▶ **How to complete this task**:
Write out all of the data again, exactly as it reads.

[Provided records — start]

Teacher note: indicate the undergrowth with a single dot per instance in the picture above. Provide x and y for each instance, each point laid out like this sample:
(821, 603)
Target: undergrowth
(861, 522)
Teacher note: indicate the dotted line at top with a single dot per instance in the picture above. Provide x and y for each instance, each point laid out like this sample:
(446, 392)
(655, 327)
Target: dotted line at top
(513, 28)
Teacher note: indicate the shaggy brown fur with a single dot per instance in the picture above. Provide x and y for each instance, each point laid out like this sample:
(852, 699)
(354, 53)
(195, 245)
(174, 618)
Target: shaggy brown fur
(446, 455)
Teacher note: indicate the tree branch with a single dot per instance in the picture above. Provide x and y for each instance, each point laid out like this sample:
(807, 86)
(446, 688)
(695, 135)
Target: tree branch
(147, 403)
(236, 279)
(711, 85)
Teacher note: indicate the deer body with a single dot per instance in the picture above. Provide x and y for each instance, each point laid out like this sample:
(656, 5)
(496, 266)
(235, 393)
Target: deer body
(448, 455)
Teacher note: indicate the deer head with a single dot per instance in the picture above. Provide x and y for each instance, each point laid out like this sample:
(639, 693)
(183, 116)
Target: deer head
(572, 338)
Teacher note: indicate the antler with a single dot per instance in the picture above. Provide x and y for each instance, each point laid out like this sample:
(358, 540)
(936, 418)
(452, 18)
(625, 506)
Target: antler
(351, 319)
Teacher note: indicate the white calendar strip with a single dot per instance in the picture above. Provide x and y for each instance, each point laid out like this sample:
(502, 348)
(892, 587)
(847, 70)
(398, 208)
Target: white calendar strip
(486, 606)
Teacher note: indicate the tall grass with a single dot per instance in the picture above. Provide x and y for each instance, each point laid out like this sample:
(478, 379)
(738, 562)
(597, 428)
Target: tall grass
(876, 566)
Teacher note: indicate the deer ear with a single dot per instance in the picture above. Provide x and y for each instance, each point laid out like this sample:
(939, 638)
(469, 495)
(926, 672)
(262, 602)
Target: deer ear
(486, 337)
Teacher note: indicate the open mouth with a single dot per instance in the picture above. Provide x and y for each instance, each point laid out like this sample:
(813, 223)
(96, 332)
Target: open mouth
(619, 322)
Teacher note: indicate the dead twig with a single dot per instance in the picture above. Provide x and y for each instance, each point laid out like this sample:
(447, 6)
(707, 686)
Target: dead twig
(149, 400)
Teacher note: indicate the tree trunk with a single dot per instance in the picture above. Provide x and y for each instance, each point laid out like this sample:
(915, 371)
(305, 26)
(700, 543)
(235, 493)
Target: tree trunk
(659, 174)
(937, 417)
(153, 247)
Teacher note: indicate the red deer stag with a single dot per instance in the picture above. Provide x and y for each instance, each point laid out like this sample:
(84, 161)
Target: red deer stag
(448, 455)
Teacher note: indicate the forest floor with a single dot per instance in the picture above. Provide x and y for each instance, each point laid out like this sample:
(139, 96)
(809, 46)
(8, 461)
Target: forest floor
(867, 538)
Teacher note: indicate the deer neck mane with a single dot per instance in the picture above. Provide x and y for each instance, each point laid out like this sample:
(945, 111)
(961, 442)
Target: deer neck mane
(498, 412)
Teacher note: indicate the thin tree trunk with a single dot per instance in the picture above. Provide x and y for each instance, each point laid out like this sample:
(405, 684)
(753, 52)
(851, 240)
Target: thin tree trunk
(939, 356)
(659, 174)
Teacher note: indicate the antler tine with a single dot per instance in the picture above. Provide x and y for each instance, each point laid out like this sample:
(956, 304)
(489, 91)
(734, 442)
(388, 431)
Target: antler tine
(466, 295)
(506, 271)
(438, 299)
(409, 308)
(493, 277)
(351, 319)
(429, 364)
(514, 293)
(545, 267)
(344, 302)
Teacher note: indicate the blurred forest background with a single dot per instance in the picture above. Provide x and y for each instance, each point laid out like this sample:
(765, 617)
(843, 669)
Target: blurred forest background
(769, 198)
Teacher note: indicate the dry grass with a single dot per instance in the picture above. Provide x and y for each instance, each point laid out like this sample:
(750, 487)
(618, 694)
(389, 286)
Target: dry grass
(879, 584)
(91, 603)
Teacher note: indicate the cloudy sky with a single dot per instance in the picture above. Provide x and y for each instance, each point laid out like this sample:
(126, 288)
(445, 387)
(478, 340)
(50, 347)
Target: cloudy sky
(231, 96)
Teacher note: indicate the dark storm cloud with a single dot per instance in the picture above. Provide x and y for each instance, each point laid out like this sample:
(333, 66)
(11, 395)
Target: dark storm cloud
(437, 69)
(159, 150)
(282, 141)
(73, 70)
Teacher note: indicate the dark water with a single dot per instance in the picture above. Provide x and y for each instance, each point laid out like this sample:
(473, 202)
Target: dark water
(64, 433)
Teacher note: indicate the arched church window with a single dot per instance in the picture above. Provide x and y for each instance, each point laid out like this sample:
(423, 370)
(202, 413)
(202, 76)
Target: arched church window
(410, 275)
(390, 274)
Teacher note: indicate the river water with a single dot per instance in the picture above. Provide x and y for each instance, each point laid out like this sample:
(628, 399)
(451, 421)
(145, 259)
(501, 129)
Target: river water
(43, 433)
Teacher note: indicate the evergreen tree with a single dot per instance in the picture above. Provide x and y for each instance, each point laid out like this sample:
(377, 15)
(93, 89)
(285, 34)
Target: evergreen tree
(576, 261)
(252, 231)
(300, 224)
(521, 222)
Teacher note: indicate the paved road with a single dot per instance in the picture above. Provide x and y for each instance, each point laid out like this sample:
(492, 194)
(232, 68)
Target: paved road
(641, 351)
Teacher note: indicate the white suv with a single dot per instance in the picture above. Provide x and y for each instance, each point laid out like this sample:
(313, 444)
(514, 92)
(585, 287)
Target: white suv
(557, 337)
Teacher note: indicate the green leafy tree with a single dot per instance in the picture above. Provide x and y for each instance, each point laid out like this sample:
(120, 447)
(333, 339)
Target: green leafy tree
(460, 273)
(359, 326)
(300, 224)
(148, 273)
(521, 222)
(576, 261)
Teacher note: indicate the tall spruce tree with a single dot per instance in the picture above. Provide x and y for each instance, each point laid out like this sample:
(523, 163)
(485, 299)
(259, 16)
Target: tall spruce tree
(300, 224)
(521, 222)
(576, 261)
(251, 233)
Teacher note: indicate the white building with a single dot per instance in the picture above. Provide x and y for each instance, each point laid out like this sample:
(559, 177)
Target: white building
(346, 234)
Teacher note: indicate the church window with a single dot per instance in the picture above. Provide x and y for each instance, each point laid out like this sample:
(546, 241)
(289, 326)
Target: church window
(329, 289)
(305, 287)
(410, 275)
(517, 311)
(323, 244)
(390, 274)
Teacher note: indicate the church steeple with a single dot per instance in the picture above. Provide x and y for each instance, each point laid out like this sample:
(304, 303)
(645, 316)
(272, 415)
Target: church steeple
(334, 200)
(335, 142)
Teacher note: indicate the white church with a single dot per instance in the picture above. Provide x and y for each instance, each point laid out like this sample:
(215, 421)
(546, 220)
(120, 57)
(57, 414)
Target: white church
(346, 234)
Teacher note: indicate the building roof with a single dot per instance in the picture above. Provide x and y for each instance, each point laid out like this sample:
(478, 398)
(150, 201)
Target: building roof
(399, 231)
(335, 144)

[Provided records — finish]

▶ **Reply to the exercise**:
Teacher note: indicate the undergrowth with a single dot per instance in the picture above. Provide x and y for each instance, each point laid out like this sample:
(821, 603)
Target: undergrowth
(861, 522)
Teacher note: indicate the dotted line at top with a single dot per instance in the picture above. Provide x and y for each instance, each point laid out like this sample:
(446, 392)
(655, 327)
Target: dotted line at top
(513, 28)
Teacher note: indicate the shaggy brown fur with a single dot per instance in the picture above. Provide x and y for each instance, each point laid out like this sample:
(852, 699)
(354, 53)
(195, 245)
(174, 618)
Target: shaggy brown fur
(446, 455)
Teacher note: indicate the tree branch with a single dot per instance in the picture above. Provide x and y for each instance, each point laid out like this sample:
(807, 86)
(446, 688)
(695, 135)
Target: tree branch
(147, 403)
(236, 279)
(711, 85)
Teacher note: indicate the deer body with a single dot per instance in the picture above. Provide x and y for each instance, each point laid out like this sample:
(656, 5)
(496, 266)
(235, 393)
Target: deer body
(448, 455)
Teacher note: indicate the deer head with a single dot per instance in the picture above. Provide x and y for each instance, each point laid out like this sample:
(639, 693)
(183, 116)
Target: deer head
(572, 338)
Teacher note: indicate the antler with a single dot per instance in the picture above. Provide x and y for each instance, each point laid out like this sample:
(358, 540)
(936, 418)
(452, 18)
(625, 506)
Target: antler
(351, 319)
Teacher note: indicate the white calendar strip with a single dot per instance in the picture above. Provide x and y for each instance, each point laid out like this sample:
(502, 348)
(892, 587)
(847, 70)
(398, 208)
Target: white calendar strip
(486, 606)
Teacher note: indicate the tall grass with a single dot per instance in the picture above. Provide x and y for each instance, each point laid out like this sample:
(478, 379)
(738, 562)
(597, 428)
Target: tall grass
(876, 566)
Teacher note: indicate the deer ear with a single dot per instance in the picture above. Provide x and y for each instance, each point laid out like this sample:
(939, 638)
(469, 495)
(926, 672)
(262, 602)
Target: deer ear
(486, 337)
Teacher note: indicate the open mouth with a single dot per instance in the picture above. Provide x and y for each instance, each point laid out like this sample:
(813, 223)
(96, 332)
Target: open mouth
(619, 322)
Teacher note: indicate the dead twig with a single dot per instance in the picture above. Provide x and y for each instance, each point laid out like this sample:
(447, 6)
(707, 686)
Target: dead twig
(149, 400)
Teacher note: indicate the tree trunk with a single dot per instance in the picture above. Provide x and y for each instance, each point laid out like this sample:
(915, 371)
(305, 26)
(700, 543)
(235, 493)
Target: tree trunk
(659, 174)
(937, 417)
(153, 247)
Teacher note: indicate the red deer stag with a single dot per instance in the picture above. Provide x and y for each instance, each point laid out like this sample:
(84, 161)
Target: red deer stag
(448, 455)
Teacher note: indicate the forest floor with a single dot per instance in the picture above. Provide x and y for each instance, each point laid out like this sample:
(139, 96)
(809, 46)
(8, 461)
Target: forest floor
(867, 538)
Teacher note: indicate the deer neck mane with a single dot per instance in the picture above. Provide x and y for each instance, each point laid out like this sample:
(945, 111)
(961, 442)
Target: deer neck mane
(498, 412)
Teacher note: indicate the thin tree trunk with a single dot per instance in the picture above. Provide x and y for each instance, each point laid out like this sample:
(405, 684)
(753, 52)
(851, 240)
Target: thin tree trunk
(939, 356)
(659, 174)
Teacher note: indicate the antler tine with a single dot per instance in the picture above. Provide x and y for each instance, each point laid out like this sample:
(956, 304)
(489, 91)
(734, 442)
(388, 431)
Target: antler tine
(466, 295)
(506, 271)
(438, 299)
(409, 308)
(493, 277)
(351, 319)
(429, 364)
(514, 293)
(545, 267)
(344, 302)
Teacher note: indicate the blurred forest background with a single dot per instance in the picture above. Provide x and y for each instance, each point laid out like this sample:
(765, 617)
(843, 669)
Target: blurred forest background
(769, 198)
Teacher note: indicate the dry grass with a single dot per instance in the picture above. Provide x and y for each instance, each point laid out like this sample:
(750, 487)
(618, 694)
(389, 286)
Target: dry grass
(879, 584)
(91, 603)
Teacher note: indicate the cloudy sky with a single dot per instance in the picture above. Provide x and y for each instance, each point laid out like this sample:
(126, 288)
(445, 387)
(478, 340)
(50, 347)
Target: cloudy sky
(231, 96)
Teacher note: indicate the dark storm cloud with a single dot per instance in the picture above. Provide x and y for each instance, each point laid out like this sample:
(333, 66)
(11, 395)
Target: dark storm cloud
(437, 69)
(159, 150)
(282, 141)
(73, 70)
Teacher note: indicate the dark water with a single dot per instance in the picture above. Provide x and y for each instance, each point laid out like this sample:
(473, 202)
Target: dark water
(64, 433)
Teacher note: indicate the arched church window with a single dot per instance in the picture above. Provide x and y for each instance, each point laid out like this sample:
(423, 370)
(202, 413)
(202, 76)
Target: arched church window
(410, 275)
(390, 274)
Teacher note: indicate the river water with a single dot per instance in the picture above. Provide x and y for each instance, each point laid out like this sample:
(628, 399)
(451, 421)
(145, 259)
(501, 129)
Target: river water
(43, 433)
Teacher note: indicate the evergreen tree with a single dot per instance in the picture above. Provide x and y for each instance, each point laid out like this sample:
(377, 15)
(93, 89)
(285, 34)
Target: evergreen tree
(576, 261)
(252, 231)
(300, 224)
(521, 222)
Teacher note: indicate the paved road with a single dot per instance in the picture above. Provide x and y for each instance, each point laid out like this sample:
(492, 194)
(232, 68)
Target: paved road
(641, 351)
Teacher note: indicate the white suv with a single dot per instance in the picture above. Provide x and y for each instance, each point laid out like this sample:
(313, 444)
(514, 92)
(585, 287)
Target: white suv
(557, 337)
Teacher note: indicate the green leafy tree with a single dot per instance in the picture above. Provide x and y for each instance, each point laid out like this sample:
(120, 447)
(333, 339)
Target: green leafy tree
(460, 273)
(359, 326)
(300, 224)
(148, 273)
(521, 222)
(576, 261)
Teacher note: indicate the tall spruce tree with a single dot per instance in the picture above. Provide x and y for each instance, each point laid out like this sample:
(523, 163)
(485, 299)
(259, 16)
Target: tall spruce tree
(300, 224)
(521, 222)
(576, 261)
(251, 233)
Teacher note: indicate the white building with a single dot per instance in the picture above. Provide x and y for each instance, each point laid out like this sample:
(559, 177)
Target: white building
(346, 234)
Teacher note: indicate the church window with a single dot per instance in the picture above. Provide x and y for each instance, each point laid out like this sample:
(546, 241)
(289, 326)
Target: church window
(329, 289)
(305, 287)
(410, 275)
(517, 311)
(323, 244)
(390, 274)
Teacher note: indicate the church steeple with a single dot per instance in the picture above. Provide x and y for each instance, each point laid out like this sample:
(304, 303)
(645, 316)
(272, 415)
Target: church steeple
(334, 200)
(335, 142)
Teacher note: indicate the white church with a single dot per instance in the picture above. Provide x and y for each instance, each point laid out like this sample:
(215, 421)
(546, 220)
(120, 57)
(57, 414)
Target: white church
(346, 234)
Teacher note: indicate the building roof with a single dot per instance in the picture above. Provide x and y for each instance, each point laid out like this sample:
(478, 398)
(150, 201)
Target: building roof
(399, 231)
(335, 144)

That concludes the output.